* [Alıntı]
*****
Artık inovatif şirketlere “oyun değiştiren”ler de deniyor. Çünkü onlar geleneksel yoldan gitmeyi reddediyor. Satın alma ya da birleşme gibi klasik yöntemleri kullanmadan, organik büyümeleriyle dikk...
Artık inovatif şirketlere “oyun değiştiren”ler de deniyor. Çünkü onlar geleneksel yoldan gitmeyi reddediyor. Satın alma ya da birleşme gibi klasik yöntemleri kullanmadan, organik büyümeleriyle dikkat çekiyorlar. Müşterinin yönlendirdiği değil, istediği şirketler olmalarıyla da fark yaratıyorlar. “Oyun değiştiren”lere en iyi örnek ise hiç kuşkusuz her inovasyon çalışmasında adı geçen P&G. Şirket içinde CEO A.G Lafley yönetiminde izlenen farklı inovasyon modeli, bu anlamda en iyi uygulama olarak görülüyor. P&G’nin 7 yılda sadece inovasyona odaklanarak kârını 3’e katlama başarısı ise her sektörden yönetici için önemli mesajlar içeriyor.
A.G Lafley, 2000 yılında P&G’nin (Procter&Gamble) kaptan köşküne oturduğunda herkes göstereceği performanstan şüpheliydi. Özellikle yatırımcılar, Lafley’nin şirketi o dönemde girdiği zor durumdan çıkarmasının olanaksız olduğunu düşünüyordu. Şirketin 2000 yılının ilk 6 ayında hisse değerinin yüzde 50 düşüş göstermesi ve piyasa değerinde 50 milyar dolarlık kayıp yaşaması yaşanan sorunlardan sadece birkaçıydı.
Lafley ise sanılanın aksine oldukça başarılı bir performans sergiledi. “İnovasyon bazlı organik büyüme” modeliyle şirketin kötü giden durumunu kısa zamanda tersine çevirmeyi başardı. P&G’yi 2007 yılı sonu rakamlarıyla 77 milyar dolarlık bir şirket haline getirdi. Her yıl ortalama yüzde 5’lik büyüme sağlayan şirketin, büyümenin sadece yüzde 1’lik kısmını yapılan satın almalardan gerçekleştirmesini sağladı. Geri kalan kısmın inovasyon bazlı elde edilmesi için elinden geleni yaptı. Şirketin 2000 yılında 2 milyar olan müşteri sayısını 2007 yılında 3 milyar kişiye çıkardı. Kârlılığı 3 kat artırarak, 10 milyar doları geçmesini sağladı. Şirketin nakit akışını ise 50 milyar dolara ulaştırdı. En önemlisi P&G’nin piyasa değerini 100 milyar dolar artırmayı başararak, P&G’yi Amerika’nın en değerli 10 işletmesinden biri haline getirdi.
*****
* [Veri Bloğu]

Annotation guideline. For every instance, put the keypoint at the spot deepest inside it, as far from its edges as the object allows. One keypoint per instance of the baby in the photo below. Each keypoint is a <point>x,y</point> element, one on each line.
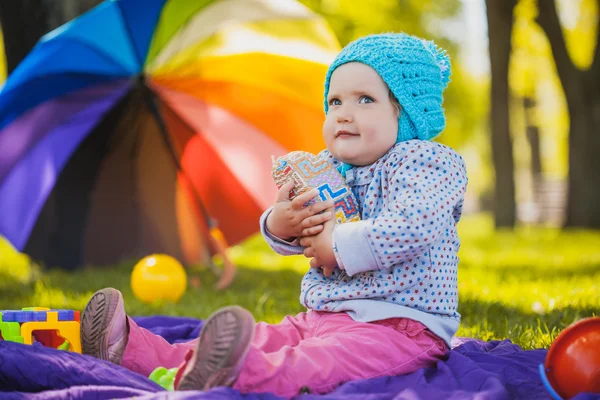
*****
* [Belirtilen Amaç 1]
P&G hakkındaki alıntıya göre şirketin müşteri sayısı 2007 yılında kaç kişiye ulaştı?
* [Belirtilen Amaç 2]
P&G hakkındaki alıntıda yer alan "Lafley ise sanılanın aksine oldukça başarılı bir performans sergiledi." cümlesini İngilizceye çevirin.
* [Belirtilen Amaç 3]
Lafley yönetimindeki P&G'nin büyümesini anlatan alıntıyı son cümlesinden sonra sürdürün.

* [Doğru Yanıt 1]
3 milyar kişiye ulaştı.

* [Doğru Yanıt 2]
Lafley, however, contrary to what was expected, delivered a highly successful performance.

* [Doğru Yanıt 3]
Tüm bu başarıların arkasındaki isim A.G Lafley, yönetim danışmanı Ram Charan’la birlikte kaleme aldığı “The Game Changer” (Oyunu Değiştirenler) isimli yeni kitabında, P&G’nin fark yaratan ve örnek olan bu farklı inovasyon modelini tüm açıklığıyla ortaya koyuyor. İşin ilginç yanı Lafley, CEO’luk koltuğunda otururken “nasıl başardım” kitabı yazan ender liderlerden…
P&G’nin her biri ayrı bir organizasyon gibi ele alınabilecek markalarının inovasyon serüvenini tüm açıklığıyla okuyucuyla paylaşıyor. Hatta Lafley ve Charan, P&G gibi inovasyonu şirket modelinin temeline oturtan farklı birkaç şirket örneği vererek de “oyun değiştiren”lerin kaçınılmaz başarısını gözler önüne seriyor. En önemlisi Lafley’nin inovasyon serüvenini paylaştığı markaların sırrı, her sektörden yönetici için önemli mesajlar içeriyor.
Şirketin “Kim”İni Tanıması Önemli
Ünlü yönetim danışmanı Peter Drucker, “Müşterinin her zaman rasyonel davrandığını varsaymak gerek. Yine de müşterinin gerçekleri, üreticilerden daha farklıdır” diyor. Aslında Drucker bir anlamda müşteriyi patron yapmanın önemini anlamakla, bunu gerçekten başarmanın iki ayrı kavram olduğuna dikkat çekiyor. P&G ise bu ikilemi yaşamış, fakat Lafley yönetiminde çözmeyi başarmış önemli bir örnek.
Şirket, Meksika pazarına 1980’lerde Ariel Ultra çamaşır deterjanıyla girdi. Ürünün özelliği ise çok az kullanımla çok daha temiz yıkamasıydı. Ancak, Meksikalı tüketicilere ürünün bu özelliği hiç de inandırıcı gelmedi. Aslında bilimsel olarak ürünün temizliğiyle hiç alakası olmamasına rağmen, deterjanın daha az köpürmesi ise sorun yarattı. Çoğunlukla el işçiliğiyle uğraşan Meksikalılar için koku ve bol köpük, temizliğin en önemli simgesiydi. O zamanlar bu bilinmediği için, sektörde devrim niteliği taşıdığına inanılan ürün ise kısa süre içinde piyasadan silindi.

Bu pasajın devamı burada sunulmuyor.